[start of Material provided]
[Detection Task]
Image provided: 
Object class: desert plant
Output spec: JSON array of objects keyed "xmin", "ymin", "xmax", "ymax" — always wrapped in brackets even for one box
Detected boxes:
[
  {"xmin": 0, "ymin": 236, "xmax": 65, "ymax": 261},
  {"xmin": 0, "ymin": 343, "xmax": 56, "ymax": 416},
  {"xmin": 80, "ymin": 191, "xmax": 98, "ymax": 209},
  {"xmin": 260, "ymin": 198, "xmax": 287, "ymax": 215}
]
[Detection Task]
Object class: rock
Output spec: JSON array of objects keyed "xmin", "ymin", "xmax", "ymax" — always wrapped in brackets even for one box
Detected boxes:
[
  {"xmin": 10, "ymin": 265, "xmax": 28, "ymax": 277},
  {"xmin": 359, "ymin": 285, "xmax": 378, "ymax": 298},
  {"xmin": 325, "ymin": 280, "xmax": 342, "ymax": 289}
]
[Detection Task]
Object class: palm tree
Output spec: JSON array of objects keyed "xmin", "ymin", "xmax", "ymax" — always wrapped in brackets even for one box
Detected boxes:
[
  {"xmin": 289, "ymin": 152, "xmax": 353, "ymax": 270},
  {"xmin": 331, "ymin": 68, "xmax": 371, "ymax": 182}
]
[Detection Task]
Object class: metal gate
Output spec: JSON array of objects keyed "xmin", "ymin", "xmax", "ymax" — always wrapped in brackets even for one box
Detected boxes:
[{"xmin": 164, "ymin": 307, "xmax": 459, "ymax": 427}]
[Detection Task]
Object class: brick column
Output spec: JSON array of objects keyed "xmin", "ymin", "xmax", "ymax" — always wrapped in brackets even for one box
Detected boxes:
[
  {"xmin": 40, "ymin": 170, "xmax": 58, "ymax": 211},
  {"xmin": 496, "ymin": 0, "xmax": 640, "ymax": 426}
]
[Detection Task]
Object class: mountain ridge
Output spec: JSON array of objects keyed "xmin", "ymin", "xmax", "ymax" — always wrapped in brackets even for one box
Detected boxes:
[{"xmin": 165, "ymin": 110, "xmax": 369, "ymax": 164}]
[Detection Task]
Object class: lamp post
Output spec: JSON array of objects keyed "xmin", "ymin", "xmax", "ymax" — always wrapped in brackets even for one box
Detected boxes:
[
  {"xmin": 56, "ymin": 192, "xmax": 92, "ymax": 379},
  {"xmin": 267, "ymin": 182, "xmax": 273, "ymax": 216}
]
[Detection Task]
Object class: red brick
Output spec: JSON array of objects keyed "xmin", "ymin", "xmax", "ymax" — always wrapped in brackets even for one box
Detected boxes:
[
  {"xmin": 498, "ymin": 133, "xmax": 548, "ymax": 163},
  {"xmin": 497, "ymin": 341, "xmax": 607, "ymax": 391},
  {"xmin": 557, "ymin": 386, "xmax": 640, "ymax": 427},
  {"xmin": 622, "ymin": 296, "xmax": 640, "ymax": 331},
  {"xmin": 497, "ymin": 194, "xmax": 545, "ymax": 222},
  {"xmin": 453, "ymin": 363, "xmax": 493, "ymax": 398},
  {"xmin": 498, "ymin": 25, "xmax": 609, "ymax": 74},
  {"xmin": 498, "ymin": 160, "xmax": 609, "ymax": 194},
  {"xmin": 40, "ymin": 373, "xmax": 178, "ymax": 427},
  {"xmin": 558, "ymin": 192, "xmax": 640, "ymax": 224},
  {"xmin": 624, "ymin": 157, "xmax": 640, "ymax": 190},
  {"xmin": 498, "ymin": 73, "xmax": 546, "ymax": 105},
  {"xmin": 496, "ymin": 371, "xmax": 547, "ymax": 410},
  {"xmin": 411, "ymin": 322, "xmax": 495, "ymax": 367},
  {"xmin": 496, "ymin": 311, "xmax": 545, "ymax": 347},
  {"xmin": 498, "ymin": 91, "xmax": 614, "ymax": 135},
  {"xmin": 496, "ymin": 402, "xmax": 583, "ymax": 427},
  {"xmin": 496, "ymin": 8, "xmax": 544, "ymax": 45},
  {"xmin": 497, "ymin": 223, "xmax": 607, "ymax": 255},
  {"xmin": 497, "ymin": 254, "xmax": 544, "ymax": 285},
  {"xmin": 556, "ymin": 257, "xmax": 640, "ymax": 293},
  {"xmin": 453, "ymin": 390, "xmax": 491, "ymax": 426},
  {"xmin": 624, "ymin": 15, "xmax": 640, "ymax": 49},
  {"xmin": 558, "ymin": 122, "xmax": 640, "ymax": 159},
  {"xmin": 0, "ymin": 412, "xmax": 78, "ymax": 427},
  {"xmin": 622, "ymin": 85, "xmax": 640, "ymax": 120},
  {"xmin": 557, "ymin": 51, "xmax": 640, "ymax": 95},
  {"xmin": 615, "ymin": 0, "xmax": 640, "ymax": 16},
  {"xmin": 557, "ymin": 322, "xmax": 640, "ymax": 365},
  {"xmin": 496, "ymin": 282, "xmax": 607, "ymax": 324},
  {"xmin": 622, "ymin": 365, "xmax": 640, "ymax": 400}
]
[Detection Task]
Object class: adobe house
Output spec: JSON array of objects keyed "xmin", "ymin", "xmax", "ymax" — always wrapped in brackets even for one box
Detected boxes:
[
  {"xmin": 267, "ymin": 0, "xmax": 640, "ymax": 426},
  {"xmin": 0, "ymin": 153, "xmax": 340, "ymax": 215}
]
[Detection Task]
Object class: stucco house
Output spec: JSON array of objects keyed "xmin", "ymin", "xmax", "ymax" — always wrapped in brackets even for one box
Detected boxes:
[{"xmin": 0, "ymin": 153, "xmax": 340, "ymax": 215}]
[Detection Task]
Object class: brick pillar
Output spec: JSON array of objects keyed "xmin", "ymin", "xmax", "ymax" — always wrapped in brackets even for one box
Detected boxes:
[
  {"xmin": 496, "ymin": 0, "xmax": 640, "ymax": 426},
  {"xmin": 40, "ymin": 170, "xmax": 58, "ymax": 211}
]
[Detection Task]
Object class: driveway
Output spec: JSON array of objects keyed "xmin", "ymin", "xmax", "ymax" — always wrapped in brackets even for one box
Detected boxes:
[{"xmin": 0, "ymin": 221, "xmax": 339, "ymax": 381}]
[end of Material provided]
Given task: Gather every line above that contains the string "house". Treat uppercase and lowercase as different.

In response:
Object class: adobe house
Object class: stucco house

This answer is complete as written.